Mechanical: These curses rely on game mechanics for the majority of their effects, such as applying penalties, ability damage, or negative conditions. This sort of curse is a good choice if you want a steady, consistent effect for the curse, though particularly with conditions, you might have to start considering interactions with other abilities triggered by those conditions.

Progressive: A progressive curse functions much like a disease, requiring periodic checks to determine whether the affliction progresses. However, unlike those suffering from diseases, the victims of these curses cannot recover just by succeeding at saving throws. A progressive curse worsens with each failed save, often ending in incapacitation or death. Mummy rot is a typical progressive curse.

Static: Curses like baleful polymorph apply an effect for the entire duration of the curse, with no change in their severity.

Breaking the Curse

Source Horror Adventures pg. 141
The most conventional way to rid a victim of a curse is the spell remove curse, occasionally with the aid of other or more powerful magic. When making a new curse, especially one with a strong story background, consider novel ways to remove the curse beyond just casting a spell, as with the spell conditional curse. Robbers might be cursed until they return every ill-gotten coin, while a haughty aristocrat might suffer until she cleans the feet of a dozen beggars. In these cases, it’s best to make the victim vaguely aware of how to end his torment, but let him discover the specific details on his own through either research or trial and error. Curses with story-based remedies are often hard to break with remove curse and break enchantment. Increase the DC for removal by 2, 5, or even 10 based on the power of the curse. Particularly powerful curses resist remove curse and break enchantment entirely, requiring either specific conditions for removal or the application of limited wish, miracle, or wish.

Some curses are easier to remove than normal; improvised curses, because of their impromptu nature, tend to be easier to remove. A simple cleansing ritual might suffice to remove them, which the PCs could discover through exploration, research, or a successful Knowledge (religion) check. Such curses could even fade over the course of days or weeks. While many NPC casters offer curse removal with no questions asked, it is common knowledge that curses are rarely picked up accidentally. Some of these casters might want to know the circumstances behind the curse (often employing Sense Motive or even divination magic during the discussion). Good-aligned churches might expect acts of atonement or charity as at least partial payment for removing a justly gained curse.

Alternative Means of Relief

Source Horror Adventures pg. 141
Should a curse seem impossible to end by either normal or conditional means, the accursed might take desperate measures for even temporary relief from their suffering. Many such methods are dire enough that creatures may consider them worse than simply being cursed.

REQUIREMENT
In the passage about curses, what is named as a typical progressive curse?

INFORMATION GIVEN
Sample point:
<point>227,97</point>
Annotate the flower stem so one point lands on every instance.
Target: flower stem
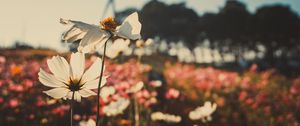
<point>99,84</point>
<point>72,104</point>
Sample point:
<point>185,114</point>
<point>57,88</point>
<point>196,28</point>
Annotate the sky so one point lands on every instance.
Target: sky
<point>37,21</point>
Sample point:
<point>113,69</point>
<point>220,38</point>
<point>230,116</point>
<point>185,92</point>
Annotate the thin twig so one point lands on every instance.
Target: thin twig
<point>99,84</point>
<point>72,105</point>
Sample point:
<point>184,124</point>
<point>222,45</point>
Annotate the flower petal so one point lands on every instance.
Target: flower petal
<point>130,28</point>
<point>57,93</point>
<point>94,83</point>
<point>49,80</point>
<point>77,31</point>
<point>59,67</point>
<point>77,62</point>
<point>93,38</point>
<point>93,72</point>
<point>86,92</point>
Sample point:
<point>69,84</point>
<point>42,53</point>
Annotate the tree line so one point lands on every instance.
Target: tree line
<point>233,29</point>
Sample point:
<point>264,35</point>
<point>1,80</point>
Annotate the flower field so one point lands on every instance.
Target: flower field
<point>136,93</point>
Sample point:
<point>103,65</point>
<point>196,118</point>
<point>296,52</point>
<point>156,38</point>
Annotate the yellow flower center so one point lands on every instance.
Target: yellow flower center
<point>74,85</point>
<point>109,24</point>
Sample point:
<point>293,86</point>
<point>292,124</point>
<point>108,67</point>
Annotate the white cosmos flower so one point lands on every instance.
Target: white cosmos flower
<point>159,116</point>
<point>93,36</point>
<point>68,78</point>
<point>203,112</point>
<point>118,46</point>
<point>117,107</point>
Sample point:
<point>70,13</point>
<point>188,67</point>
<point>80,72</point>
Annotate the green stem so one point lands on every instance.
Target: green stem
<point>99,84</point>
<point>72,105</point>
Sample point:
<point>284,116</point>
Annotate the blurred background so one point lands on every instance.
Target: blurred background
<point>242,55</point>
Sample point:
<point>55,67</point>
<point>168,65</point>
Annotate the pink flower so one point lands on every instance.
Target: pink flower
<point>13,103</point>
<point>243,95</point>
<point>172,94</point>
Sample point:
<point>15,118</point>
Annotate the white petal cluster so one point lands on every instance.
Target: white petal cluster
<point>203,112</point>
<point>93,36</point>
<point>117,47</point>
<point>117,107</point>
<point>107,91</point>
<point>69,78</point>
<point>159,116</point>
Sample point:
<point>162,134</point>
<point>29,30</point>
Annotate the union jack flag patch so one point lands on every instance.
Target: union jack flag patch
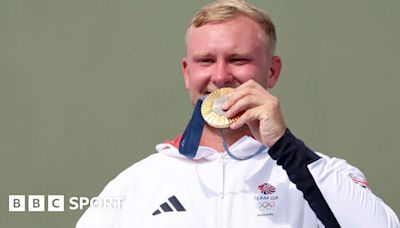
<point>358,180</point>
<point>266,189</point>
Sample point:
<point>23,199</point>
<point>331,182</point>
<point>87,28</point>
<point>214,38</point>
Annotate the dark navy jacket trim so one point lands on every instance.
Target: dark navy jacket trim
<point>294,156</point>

---

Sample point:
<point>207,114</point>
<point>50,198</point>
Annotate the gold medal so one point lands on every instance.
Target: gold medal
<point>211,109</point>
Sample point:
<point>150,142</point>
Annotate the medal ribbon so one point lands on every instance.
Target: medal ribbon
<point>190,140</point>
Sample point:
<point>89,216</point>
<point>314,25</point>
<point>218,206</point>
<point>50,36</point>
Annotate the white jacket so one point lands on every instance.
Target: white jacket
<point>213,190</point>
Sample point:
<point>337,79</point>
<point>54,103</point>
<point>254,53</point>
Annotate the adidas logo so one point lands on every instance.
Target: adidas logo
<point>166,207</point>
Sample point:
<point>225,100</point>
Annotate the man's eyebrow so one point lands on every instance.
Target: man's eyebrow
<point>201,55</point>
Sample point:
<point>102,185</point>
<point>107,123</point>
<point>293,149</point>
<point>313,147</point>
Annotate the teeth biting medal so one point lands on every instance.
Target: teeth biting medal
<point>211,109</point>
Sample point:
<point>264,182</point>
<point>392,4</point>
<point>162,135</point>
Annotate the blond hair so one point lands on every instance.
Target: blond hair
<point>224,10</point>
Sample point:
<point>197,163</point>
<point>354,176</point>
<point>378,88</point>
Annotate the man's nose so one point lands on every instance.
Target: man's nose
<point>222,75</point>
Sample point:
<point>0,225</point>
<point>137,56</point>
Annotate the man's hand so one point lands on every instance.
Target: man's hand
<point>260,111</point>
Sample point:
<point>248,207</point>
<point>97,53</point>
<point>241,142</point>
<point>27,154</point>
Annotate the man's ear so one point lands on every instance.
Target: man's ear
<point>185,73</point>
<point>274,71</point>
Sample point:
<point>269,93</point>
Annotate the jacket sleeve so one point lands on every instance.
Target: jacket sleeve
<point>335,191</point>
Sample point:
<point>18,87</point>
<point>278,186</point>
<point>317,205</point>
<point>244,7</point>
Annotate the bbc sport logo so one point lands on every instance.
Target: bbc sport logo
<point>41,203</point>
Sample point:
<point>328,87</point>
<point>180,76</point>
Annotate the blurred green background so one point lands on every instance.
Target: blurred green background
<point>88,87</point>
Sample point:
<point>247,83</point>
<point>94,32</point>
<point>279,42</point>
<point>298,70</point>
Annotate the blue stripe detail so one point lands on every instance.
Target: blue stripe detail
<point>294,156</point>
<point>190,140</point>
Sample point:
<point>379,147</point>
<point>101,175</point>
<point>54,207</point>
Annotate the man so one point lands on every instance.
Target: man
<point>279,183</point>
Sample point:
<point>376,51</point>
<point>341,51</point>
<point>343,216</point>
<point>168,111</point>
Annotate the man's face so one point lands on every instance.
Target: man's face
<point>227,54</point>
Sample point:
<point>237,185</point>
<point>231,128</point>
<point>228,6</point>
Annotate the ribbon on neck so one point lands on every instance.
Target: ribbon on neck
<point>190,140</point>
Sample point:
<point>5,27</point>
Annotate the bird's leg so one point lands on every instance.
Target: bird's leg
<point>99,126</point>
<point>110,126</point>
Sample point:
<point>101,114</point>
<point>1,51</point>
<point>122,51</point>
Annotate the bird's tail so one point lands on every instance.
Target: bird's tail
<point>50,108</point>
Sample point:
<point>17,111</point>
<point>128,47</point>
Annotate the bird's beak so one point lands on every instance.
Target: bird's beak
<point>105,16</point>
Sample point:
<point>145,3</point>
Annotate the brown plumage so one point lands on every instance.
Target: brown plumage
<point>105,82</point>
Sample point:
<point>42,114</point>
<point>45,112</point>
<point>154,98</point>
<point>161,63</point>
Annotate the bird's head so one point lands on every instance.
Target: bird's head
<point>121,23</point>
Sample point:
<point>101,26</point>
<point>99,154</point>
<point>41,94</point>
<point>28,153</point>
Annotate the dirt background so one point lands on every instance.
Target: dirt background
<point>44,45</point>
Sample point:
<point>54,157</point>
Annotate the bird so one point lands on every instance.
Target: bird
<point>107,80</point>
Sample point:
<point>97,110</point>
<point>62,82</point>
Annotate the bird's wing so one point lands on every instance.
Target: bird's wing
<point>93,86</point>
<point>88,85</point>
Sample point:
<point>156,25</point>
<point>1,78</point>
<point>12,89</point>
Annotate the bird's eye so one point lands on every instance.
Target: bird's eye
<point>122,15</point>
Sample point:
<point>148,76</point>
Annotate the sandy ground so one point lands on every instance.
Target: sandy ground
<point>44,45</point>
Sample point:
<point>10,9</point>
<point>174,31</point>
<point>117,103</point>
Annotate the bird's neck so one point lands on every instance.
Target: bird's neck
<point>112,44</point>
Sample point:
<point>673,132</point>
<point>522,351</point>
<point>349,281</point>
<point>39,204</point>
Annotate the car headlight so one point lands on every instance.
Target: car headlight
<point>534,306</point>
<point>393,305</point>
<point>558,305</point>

SOLUTION TO THE PROBLEM
Mummy rot